▶ **Work instructions**
- 1) In the passage on intestinal tissue experiments, why were ileal tissues chosen for the main experiments? Please answer in one to three sentences.
- 2) Write out the part of the passage on intestinal tissue experiments that opens with the words containing "In a so far" and closes with "the main experiments.".

▶ **Passage shown**
In a so far unpublished preliminary set of experiments using jejunal and ileal samples from four animals, it was tested whether the carbachol-induced ΔIsc is modulated by RSV. No effect was observed for jejunal tissues (ΔIsc carbachol (µA∙cm−2): crtl: 24.27 ± 11.52, RSV: 20.88 ± 6.62) while ΔIsc carbachol for ileal tissues was decreased (crtl: 31.15 ± 4.09, RSV: 20.53 ± 4.49, p = 0.0237). Therefore, ileal tissues were used in the main experiments.

Data analysis and statistics

ΔIsc was calculated as the difference of the Isc before an addition and the maximal Isc afterwards. Gaussian distribution was tested (Shapiro–Wilk normality test). In case of Gaussian distribution, RM one-way ANOVA and Fisher’s LSD test were used. Otherwise, Friedman test and uncorrected Dunn’s test were used. All these analyses were done with GraphPad Prism 7.04. The power for the RM one-way ANOVA was estimated a priori to be 0.71 (n = 8 animals) using G*Power 3 [24]. When RM one-way ANOVA was used, the post hoc calculated power (n = 9) is given in the legend to Fig. 3. Due to the high effect size, the actual power of the parametric procedure was higher as calculated a priori what indicates sufficient power for the nonparametric procedures.

Results and discussion

Figure 2 shows an exemplary course of the Isc. Means and the statistical analysis are shown in Fig. 3. Gt (in mS cm−2) was not changed after most additions. Differences could only be observed between chambers with Cl and Cl-free buffers (Cl: 19.4 ± 2.18, Cl free: 14.8 ± 1.26, p = 0.0007). Glucose caused a slight increase in Gt in Cl-containing chambers irrespective of RSV (ctrl/Cl: 2.89 ± 2.53, RSV/Cl: 3.02 ± 2.95).

▶ **Data listing**
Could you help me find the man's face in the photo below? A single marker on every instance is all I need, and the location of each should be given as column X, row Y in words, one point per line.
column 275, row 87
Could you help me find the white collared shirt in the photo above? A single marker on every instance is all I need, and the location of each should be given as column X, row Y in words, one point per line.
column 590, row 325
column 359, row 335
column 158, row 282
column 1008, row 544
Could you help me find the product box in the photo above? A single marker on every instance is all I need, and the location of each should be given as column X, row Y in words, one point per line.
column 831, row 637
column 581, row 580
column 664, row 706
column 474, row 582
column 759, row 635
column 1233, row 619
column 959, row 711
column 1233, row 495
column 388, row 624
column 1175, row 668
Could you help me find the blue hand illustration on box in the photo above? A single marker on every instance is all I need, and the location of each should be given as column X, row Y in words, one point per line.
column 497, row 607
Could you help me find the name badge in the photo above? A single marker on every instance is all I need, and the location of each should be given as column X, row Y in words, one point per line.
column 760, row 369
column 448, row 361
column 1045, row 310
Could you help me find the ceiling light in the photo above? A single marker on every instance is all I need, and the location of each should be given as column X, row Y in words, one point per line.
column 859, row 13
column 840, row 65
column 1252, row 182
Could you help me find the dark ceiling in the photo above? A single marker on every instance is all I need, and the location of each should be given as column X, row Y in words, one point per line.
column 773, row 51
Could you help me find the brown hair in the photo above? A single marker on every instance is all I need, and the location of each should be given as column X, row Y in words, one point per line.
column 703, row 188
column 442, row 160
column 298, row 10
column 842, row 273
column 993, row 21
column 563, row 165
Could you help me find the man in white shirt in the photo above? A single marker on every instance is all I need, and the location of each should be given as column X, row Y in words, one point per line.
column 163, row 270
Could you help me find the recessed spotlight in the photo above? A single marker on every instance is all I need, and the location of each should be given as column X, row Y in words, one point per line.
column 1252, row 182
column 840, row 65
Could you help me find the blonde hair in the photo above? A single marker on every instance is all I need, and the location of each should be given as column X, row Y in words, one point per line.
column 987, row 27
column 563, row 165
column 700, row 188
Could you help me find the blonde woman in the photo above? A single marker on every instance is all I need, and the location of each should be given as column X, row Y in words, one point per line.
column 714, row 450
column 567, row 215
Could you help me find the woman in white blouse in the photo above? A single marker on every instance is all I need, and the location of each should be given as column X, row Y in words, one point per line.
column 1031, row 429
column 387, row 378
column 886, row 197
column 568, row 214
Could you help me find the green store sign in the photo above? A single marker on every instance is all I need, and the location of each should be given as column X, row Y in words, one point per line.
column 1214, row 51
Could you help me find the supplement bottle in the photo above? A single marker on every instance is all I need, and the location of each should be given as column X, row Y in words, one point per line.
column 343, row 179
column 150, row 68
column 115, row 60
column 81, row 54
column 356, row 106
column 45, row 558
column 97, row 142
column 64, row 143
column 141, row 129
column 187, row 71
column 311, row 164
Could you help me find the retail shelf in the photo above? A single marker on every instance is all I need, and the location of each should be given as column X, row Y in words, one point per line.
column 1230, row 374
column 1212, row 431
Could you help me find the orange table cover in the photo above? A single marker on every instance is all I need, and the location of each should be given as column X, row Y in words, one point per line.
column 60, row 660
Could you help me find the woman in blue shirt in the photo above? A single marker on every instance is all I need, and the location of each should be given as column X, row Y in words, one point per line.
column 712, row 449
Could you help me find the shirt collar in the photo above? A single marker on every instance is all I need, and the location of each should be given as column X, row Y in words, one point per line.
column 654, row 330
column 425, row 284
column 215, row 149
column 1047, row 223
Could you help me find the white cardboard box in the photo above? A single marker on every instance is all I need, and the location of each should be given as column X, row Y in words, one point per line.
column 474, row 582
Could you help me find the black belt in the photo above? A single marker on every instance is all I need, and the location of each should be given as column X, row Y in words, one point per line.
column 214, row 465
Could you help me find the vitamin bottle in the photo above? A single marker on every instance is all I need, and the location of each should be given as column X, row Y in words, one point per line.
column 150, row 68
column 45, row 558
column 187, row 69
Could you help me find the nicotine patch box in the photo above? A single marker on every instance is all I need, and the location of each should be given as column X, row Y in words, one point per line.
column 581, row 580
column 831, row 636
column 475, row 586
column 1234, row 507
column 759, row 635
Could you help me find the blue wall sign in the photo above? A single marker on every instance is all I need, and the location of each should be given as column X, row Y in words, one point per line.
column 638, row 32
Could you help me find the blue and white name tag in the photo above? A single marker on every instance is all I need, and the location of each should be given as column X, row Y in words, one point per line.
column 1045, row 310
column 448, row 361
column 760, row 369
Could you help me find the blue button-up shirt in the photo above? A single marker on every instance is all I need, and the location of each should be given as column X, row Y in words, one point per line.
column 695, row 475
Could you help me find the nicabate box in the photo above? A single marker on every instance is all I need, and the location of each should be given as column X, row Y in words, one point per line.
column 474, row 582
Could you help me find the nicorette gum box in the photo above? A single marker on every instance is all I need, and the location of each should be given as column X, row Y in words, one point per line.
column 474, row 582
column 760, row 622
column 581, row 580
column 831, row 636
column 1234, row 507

...

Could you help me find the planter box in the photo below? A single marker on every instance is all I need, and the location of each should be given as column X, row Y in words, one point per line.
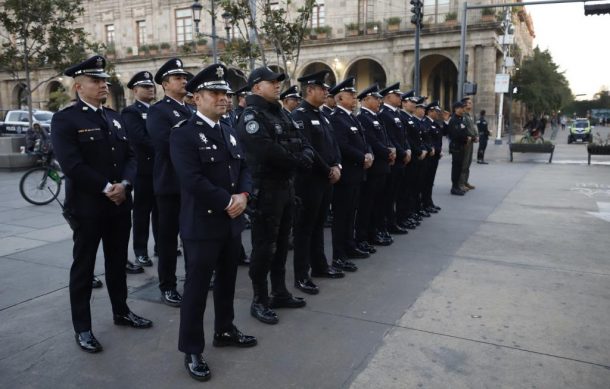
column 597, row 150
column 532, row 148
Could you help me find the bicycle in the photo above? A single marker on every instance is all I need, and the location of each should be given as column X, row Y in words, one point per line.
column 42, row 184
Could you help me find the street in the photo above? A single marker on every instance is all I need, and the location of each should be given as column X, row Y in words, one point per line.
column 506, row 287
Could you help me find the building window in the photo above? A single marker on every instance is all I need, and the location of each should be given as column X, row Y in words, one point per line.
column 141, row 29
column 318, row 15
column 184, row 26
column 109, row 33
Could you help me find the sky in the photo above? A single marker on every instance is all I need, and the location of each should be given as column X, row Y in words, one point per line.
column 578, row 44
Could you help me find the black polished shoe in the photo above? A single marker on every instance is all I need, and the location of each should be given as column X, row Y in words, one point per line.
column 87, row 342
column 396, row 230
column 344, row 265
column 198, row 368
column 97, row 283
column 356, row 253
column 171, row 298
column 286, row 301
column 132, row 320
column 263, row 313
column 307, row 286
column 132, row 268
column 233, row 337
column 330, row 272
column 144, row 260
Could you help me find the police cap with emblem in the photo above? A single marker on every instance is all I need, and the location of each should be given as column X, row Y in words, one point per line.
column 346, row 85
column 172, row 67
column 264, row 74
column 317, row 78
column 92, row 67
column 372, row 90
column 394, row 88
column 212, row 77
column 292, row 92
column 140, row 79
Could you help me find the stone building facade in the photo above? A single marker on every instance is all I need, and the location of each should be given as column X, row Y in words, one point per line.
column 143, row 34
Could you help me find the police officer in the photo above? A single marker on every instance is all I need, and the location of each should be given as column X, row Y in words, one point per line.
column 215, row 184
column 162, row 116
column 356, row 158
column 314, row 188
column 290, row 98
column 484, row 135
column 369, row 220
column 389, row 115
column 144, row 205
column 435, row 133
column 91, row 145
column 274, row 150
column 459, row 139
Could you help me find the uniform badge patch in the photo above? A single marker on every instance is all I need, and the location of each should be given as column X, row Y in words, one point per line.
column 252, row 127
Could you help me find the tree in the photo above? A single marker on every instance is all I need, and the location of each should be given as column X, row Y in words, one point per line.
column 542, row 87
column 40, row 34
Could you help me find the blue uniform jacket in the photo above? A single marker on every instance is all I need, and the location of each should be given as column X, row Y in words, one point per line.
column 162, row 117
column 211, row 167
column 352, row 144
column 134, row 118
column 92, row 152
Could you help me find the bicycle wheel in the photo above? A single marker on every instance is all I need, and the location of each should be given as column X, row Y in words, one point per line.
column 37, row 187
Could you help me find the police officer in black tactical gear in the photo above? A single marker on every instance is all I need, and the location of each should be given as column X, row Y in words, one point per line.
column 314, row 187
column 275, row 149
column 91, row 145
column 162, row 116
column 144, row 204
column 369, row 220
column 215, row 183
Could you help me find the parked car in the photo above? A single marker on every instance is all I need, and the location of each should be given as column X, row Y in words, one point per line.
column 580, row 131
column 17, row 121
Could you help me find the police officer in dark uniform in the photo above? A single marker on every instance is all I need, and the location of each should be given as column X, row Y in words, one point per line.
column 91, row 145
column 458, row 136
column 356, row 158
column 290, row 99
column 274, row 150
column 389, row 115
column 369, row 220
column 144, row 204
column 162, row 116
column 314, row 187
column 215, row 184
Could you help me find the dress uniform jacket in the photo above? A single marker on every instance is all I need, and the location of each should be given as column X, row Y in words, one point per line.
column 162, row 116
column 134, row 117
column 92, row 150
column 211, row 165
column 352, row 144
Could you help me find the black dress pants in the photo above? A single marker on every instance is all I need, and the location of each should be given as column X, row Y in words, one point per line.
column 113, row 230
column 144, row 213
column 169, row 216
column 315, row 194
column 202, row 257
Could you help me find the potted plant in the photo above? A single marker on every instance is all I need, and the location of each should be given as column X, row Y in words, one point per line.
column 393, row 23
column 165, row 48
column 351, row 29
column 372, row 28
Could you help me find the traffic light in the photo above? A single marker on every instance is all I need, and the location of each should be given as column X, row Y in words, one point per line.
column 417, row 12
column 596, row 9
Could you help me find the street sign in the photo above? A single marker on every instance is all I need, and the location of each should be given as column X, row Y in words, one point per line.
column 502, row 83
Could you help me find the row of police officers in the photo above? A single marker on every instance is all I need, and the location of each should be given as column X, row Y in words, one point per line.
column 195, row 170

* * *

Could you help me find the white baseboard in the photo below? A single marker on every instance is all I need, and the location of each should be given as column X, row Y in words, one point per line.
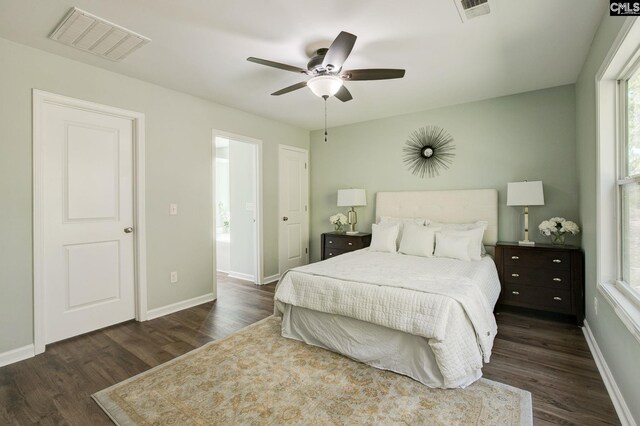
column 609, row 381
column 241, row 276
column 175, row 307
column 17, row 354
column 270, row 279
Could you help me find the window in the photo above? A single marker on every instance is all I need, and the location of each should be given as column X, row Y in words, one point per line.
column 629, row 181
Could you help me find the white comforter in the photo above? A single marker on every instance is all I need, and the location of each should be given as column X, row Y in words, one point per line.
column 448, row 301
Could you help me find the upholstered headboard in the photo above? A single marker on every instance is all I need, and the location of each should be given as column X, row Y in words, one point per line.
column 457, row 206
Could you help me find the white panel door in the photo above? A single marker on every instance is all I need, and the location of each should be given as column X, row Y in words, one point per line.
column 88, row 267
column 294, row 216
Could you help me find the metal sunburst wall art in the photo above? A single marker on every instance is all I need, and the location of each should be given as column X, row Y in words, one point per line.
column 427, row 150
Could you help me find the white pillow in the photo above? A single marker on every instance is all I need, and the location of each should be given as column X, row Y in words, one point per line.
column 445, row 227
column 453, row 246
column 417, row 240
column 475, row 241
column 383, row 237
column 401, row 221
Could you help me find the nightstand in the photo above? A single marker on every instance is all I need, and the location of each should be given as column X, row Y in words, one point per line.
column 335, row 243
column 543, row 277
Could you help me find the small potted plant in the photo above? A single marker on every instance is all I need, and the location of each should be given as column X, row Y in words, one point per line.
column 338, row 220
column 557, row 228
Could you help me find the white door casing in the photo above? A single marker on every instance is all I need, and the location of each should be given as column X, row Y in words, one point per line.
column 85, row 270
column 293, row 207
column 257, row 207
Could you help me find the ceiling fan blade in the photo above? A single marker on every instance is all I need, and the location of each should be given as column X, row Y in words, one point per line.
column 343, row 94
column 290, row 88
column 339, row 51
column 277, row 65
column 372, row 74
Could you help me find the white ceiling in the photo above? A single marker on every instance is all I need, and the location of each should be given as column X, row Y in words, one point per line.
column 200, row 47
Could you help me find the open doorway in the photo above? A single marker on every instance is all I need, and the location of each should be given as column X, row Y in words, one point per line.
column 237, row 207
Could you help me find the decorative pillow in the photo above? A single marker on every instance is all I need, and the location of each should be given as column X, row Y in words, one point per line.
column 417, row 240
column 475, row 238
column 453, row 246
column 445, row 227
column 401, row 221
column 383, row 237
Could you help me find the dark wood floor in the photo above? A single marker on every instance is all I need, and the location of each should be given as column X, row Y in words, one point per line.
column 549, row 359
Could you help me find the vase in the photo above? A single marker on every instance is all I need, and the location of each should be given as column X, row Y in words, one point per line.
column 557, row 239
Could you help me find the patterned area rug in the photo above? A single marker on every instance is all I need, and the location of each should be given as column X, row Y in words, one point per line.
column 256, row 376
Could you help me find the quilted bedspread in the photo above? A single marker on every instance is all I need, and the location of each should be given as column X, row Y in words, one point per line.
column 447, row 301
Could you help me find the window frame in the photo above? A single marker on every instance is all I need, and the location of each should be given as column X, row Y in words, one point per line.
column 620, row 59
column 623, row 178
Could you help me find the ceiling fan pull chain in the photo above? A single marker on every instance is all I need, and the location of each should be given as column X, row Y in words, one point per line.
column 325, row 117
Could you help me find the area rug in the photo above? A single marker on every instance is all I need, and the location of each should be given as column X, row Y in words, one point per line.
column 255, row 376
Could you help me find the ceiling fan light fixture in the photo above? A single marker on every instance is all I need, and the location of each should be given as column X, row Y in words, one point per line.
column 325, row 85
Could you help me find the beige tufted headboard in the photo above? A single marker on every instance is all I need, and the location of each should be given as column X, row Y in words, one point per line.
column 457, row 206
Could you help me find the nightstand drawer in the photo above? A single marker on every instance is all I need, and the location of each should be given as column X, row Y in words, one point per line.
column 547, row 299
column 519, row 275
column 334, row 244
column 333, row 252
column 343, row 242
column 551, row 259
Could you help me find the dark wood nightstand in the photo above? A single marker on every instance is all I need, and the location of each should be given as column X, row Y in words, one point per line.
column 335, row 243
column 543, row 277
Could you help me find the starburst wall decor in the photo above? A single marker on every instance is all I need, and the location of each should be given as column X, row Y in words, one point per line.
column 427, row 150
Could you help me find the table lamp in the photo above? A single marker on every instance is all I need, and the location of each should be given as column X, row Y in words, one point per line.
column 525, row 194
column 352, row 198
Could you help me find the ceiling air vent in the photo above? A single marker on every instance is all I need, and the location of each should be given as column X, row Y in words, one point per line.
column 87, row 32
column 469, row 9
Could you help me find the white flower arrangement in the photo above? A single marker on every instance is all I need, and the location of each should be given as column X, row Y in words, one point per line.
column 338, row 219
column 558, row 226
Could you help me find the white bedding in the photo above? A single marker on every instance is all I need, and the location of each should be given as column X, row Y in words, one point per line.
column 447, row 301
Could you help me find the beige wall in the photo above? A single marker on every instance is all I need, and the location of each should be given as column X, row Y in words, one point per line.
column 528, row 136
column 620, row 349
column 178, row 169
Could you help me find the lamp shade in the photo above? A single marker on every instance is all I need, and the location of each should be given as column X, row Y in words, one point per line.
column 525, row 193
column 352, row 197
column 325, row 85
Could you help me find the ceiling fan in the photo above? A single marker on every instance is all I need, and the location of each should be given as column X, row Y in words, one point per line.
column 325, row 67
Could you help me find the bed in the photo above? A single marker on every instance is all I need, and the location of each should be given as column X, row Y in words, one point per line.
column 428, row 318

▶ **List of answers**
- 1) Ileal tissues were chosen because preliminary experiments with samples from four animals showed that RSV decreased the carbachol-induced ΔIsc in ileal tissues (crtl: 31.15 ± 4.09, RSV: 20.53 ± 4.49, p = 0.0237). RSV had no effect on jejunal tissues.

- 2)
In a so far unpublished preliminary set of experiments using jejunal and ileal samples from four animals, it was tested whether the carbachol-induced ΔIsc is modulated by RSV. No effect was observed for jejunal tissues (ΔIsc carbachol (µA∙cm−2): crtl: 24.27 ± 11.52, RSV: 20.88 ± 6.62) while ΔIsc carbachol for ileal tissues was decreased (crtl: 31.15 ± 4.09, RSV: 20.53 ± 4.49, p = 0.0237). Therefore, ileal tissues were used in the main experiments.